▶ _Exercise description_
Please retype the data that follows, starting at the line containing "If you could pick out the white wall" and stopping after the last line.

[Opening Data provided section]

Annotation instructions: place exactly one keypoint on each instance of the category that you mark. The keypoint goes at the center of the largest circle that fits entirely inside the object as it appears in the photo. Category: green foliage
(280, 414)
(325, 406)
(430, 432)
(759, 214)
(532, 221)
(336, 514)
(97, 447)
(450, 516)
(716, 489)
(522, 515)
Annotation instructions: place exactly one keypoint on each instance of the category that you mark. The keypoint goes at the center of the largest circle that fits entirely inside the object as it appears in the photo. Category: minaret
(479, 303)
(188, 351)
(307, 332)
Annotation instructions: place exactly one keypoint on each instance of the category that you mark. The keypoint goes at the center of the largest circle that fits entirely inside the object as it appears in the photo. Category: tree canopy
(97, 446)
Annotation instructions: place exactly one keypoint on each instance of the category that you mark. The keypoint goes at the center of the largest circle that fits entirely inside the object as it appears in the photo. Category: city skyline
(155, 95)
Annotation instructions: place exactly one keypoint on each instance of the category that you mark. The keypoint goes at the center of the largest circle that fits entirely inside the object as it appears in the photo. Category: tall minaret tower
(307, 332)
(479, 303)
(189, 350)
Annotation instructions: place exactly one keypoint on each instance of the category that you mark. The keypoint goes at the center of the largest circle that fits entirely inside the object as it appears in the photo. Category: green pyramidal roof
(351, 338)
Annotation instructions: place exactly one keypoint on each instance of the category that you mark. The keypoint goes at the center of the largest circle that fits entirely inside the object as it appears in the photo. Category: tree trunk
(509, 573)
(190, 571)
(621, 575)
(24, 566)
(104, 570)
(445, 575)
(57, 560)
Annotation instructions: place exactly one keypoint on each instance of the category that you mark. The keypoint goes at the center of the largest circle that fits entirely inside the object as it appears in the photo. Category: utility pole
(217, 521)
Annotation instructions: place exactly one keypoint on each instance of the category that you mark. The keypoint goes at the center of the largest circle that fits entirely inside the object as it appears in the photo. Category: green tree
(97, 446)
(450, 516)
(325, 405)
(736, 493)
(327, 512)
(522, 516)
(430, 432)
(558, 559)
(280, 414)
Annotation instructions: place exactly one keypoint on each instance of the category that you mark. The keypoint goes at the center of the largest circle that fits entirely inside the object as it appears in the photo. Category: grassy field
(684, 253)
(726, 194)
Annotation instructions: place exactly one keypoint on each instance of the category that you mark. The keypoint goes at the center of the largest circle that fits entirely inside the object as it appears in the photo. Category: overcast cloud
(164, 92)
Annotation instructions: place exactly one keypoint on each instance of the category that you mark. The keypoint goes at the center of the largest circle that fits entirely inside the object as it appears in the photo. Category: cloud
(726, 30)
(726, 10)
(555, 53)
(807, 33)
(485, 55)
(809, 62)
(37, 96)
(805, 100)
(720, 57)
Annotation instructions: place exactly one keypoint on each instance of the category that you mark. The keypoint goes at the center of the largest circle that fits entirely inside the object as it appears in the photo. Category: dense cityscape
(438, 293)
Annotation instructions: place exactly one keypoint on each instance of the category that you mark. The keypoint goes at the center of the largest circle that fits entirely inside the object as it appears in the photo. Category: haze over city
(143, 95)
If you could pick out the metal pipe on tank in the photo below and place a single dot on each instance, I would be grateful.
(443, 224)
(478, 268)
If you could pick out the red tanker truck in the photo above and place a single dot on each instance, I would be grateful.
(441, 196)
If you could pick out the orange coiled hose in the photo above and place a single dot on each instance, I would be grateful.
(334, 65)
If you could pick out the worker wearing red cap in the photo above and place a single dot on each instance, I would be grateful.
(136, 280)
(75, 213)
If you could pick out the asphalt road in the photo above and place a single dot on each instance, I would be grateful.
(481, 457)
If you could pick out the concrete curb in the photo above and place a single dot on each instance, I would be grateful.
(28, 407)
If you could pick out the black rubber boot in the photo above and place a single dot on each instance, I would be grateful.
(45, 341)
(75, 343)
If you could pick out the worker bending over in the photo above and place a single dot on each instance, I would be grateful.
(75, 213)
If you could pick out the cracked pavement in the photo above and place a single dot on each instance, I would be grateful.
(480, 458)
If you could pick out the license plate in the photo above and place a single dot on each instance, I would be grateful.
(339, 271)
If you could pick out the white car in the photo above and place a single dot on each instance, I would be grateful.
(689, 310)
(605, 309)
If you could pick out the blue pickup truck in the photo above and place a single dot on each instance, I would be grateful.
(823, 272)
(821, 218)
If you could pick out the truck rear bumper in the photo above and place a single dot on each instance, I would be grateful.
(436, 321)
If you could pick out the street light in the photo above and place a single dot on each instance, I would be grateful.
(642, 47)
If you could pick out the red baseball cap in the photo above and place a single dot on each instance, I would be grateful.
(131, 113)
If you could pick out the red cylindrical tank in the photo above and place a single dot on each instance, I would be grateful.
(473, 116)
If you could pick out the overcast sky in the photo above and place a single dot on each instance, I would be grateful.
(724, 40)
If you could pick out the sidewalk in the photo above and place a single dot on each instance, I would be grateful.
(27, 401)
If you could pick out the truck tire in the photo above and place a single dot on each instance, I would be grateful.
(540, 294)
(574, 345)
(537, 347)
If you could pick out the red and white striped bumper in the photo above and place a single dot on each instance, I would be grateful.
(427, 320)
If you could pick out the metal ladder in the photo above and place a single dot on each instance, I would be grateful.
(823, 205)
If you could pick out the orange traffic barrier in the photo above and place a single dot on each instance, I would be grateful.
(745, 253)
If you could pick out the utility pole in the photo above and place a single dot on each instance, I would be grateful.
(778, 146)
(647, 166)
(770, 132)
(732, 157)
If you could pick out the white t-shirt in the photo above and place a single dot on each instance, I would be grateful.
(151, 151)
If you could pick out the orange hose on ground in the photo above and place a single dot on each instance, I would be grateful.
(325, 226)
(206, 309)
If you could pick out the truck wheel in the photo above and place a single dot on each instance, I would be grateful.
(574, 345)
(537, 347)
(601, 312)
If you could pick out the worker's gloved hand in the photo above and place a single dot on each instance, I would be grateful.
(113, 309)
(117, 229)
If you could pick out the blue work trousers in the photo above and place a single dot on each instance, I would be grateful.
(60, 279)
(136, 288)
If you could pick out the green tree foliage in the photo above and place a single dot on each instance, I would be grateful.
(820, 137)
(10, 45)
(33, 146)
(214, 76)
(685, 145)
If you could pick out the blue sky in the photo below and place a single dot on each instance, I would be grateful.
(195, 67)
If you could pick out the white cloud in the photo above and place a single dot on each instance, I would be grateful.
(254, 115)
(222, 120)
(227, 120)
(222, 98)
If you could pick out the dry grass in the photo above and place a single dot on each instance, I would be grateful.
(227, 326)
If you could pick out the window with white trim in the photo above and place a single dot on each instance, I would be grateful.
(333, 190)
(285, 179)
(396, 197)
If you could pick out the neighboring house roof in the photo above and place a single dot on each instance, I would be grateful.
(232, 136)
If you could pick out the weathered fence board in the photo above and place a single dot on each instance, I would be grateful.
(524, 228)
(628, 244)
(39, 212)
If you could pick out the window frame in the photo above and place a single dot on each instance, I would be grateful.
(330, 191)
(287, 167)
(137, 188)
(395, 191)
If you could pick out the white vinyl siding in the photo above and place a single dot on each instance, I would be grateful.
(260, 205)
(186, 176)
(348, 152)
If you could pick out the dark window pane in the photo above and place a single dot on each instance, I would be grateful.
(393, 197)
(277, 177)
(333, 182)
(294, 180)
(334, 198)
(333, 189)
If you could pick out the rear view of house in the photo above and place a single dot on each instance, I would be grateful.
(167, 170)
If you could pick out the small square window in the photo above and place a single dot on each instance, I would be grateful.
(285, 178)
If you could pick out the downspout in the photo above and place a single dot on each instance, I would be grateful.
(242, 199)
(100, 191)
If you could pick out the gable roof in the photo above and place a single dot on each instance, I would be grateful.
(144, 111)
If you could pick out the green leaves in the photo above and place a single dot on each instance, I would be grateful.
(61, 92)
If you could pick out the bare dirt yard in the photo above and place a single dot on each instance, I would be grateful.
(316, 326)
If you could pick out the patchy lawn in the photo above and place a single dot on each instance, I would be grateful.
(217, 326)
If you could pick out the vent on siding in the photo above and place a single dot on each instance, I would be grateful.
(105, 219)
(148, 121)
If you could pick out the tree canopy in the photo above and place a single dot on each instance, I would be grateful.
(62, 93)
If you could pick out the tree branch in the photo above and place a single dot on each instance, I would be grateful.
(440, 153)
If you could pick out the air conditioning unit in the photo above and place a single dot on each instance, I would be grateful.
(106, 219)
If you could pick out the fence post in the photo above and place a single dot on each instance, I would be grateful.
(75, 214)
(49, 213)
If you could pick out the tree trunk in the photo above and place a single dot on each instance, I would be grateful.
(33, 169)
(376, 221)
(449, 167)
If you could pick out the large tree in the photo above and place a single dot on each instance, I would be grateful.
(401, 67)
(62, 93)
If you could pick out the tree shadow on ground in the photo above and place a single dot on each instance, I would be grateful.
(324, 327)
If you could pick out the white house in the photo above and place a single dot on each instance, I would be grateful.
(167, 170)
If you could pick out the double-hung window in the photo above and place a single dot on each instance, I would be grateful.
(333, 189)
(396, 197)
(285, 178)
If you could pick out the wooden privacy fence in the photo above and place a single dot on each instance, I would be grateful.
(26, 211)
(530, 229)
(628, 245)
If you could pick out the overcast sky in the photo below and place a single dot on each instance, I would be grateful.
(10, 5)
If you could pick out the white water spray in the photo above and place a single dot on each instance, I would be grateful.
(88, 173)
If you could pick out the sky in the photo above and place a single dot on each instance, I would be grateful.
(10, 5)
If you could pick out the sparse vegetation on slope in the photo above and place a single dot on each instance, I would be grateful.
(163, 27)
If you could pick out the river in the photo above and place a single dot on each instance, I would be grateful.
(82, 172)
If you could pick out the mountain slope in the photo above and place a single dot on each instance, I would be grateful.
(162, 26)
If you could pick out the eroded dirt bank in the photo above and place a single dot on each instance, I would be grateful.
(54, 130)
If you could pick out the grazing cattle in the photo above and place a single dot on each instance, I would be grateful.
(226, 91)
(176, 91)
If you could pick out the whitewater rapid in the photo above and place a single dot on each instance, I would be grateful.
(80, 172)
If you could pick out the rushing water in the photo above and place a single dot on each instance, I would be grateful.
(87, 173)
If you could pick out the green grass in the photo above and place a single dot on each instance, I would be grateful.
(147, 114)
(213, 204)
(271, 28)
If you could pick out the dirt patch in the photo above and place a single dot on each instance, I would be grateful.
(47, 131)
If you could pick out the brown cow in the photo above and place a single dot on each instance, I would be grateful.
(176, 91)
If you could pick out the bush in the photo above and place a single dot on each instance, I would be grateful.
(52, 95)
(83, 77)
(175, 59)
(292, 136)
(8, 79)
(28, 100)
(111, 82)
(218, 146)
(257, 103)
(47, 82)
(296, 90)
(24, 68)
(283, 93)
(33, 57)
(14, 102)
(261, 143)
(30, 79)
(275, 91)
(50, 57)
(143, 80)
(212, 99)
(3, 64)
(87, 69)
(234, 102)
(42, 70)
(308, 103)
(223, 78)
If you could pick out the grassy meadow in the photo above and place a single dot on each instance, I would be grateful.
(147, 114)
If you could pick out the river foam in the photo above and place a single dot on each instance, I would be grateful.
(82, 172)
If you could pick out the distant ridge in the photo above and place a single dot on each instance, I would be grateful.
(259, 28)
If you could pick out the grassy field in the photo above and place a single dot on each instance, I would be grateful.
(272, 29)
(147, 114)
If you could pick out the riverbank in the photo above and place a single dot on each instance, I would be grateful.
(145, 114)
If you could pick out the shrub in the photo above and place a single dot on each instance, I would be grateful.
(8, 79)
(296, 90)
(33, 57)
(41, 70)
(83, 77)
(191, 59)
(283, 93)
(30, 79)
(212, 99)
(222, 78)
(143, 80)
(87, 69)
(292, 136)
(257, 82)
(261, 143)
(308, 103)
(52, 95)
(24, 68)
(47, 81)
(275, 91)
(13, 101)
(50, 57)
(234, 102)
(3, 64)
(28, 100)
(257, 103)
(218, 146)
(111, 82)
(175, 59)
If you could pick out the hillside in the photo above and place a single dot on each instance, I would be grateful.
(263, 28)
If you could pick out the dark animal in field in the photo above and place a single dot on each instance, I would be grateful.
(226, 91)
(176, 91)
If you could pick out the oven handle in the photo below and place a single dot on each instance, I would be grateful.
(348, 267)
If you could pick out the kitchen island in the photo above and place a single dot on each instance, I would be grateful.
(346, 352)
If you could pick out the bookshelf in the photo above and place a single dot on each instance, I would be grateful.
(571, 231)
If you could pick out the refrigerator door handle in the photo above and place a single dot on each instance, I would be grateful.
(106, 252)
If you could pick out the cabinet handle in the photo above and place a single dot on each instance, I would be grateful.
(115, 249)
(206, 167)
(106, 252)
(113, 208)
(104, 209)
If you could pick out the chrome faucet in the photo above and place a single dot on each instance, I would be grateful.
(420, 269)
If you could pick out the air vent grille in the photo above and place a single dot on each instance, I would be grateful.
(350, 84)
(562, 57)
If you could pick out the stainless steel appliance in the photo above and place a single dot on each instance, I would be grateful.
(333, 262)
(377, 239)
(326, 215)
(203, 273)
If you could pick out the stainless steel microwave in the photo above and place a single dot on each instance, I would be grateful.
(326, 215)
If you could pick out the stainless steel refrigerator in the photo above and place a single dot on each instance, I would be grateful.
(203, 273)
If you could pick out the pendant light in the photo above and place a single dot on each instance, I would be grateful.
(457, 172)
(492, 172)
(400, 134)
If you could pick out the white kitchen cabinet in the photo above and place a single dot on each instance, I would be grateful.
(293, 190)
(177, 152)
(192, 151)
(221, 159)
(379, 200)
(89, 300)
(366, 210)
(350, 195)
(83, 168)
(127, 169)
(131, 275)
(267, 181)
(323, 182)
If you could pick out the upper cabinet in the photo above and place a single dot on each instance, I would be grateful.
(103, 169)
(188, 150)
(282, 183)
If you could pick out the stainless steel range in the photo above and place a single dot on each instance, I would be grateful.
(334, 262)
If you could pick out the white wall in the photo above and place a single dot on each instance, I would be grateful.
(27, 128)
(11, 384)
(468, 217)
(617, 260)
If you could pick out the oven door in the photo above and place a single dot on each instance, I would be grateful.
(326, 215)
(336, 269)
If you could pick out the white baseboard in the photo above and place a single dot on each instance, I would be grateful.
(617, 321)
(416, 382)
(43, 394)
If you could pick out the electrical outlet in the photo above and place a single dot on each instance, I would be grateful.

[Closing Data provided section]

▶ _Solution for this task_
If you could pick out the white wall in the photo above and place a single dot on each instance, I would be grateful.
(27, 128)
(11, 384)
(468, 217)
(617, 260)
If you could pick out the oven door in the photo above and place a single dot on each instance, I would be grateful.
(326, 215)
(336, 269)
If you could pick out the white baseboard in the photo above and place a single dot on each instance, I would be grateful.
(617, 321)
(416, 382)
(43, 394)
If you could pick out the electrical outlet in the photo above and place a single dot on each instance, I would be grateful.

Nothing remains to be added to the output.